DATA FOR THIS EXERCISE:
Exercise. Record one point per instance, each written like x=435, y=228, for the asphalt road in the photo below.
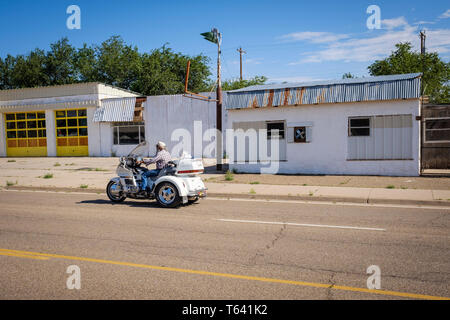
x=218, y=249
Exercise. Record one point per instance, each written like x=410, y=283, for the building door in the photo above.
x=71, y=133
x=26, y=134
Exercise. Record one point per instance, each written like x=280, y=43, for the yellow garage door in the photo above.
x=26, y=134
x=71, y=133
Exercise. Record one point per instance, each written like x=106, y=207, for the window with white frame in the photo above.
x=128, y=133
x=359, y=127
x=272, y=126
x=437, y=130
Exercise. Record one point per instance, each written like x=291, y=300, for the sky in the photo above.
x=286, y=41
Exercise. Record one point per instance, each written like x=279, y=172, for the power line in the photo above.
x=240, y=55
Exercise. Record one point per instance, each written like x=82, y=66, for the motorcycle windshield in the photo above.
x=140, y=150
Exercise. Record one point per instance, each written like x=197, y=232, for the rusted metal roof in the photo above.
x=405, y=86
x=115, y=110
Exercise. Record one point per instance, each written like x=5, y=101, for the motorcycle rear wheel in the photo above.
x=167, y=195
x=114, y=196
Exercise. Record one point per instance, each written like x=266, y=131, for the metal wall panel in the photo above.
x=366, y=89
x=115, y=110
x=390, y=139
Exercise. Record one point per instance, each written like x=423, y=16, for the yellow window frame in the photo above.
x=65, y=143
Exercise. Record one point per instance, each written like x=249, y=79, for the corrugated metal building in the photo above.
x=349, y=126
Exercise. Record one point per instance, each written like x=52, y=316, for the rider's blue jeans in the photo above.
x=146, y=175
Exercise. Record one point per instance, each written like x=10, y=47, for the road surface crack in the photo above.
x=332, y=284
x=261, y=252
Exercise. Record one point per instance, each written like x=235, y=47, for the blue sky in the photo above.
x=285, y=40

WHAT IS EXPECTED: Update all of the records above by changing "motorcycle" to "scooter" and keeping every other word the same. Leave the pictures out of your answer.

TASK RESPONSE:
Exercise. Record one point per instance, each written like x=435, y=228, for the asphalt road in the photo below.
x=218, y=249
Exercise. Record one point per instance, each written like x=410, y=283, for the building door in the photo above.
x=71, y=133
x=26, y=134
Exercise. Record one point per instance, each written like x=280, y=43, for the yellow garage door in the photo above.
x=26, y=134
x=71, y=133
Exercise. Record one point per instance, each written like x=106, y=207, for the window with white frame in the photo above.
x=128, y=133
x=359, y=127
x=272, y=126
x=437, y=130
Exercise. Record one point per instance, each written like x=291, y=300, for the sky in the photo above.
x=286, y=41
Exercise. Record one point per instance, each written like x=279, y=172, for the power line in the photo above.
x=240, y=55
Exercise. Record one point per instance, each written like x=82, y=66, for the scooter windshield in the photo above.
x=140, y=150
Exercise. Record one point per instance, each written like x=197, y=232, for the rusted metal roof in the photo above.
x=405, y=86
x=115, y=110
Exercise. Record one point per instance, each written like x=5, y=101, for the scooter rear wheel in the photo above.
x=167, y=195
x=114, y=196
Exercise. Record one point per instance, each written like x=266, y=131, for the metal wall panel in the photo above.
x=366, y=89
x=115, y=110
x=390, y=139
Exercise. Record one point per instance, each written like x=423, y=16, for the yellow window frame in the photo above.
x=65, y=143
Exercise. Record one point per instance, each written like x=249, y=79, for the corrugated metal building in the photo above.
x=349, y=126
Exercise. Record one point per instance, each written like x=52, y=316, for the rider's blue jeans in the photo above.
x=146, y=175
Exercise. Record one point per instance, each written like x=10, y=47, for the road surface crack in the photo above.
x=332, y=284
x=261, y=252
Exercise. Record one point per instance, each written like x=235, y=47, for the blue sky in the photo above.
x=285, y=40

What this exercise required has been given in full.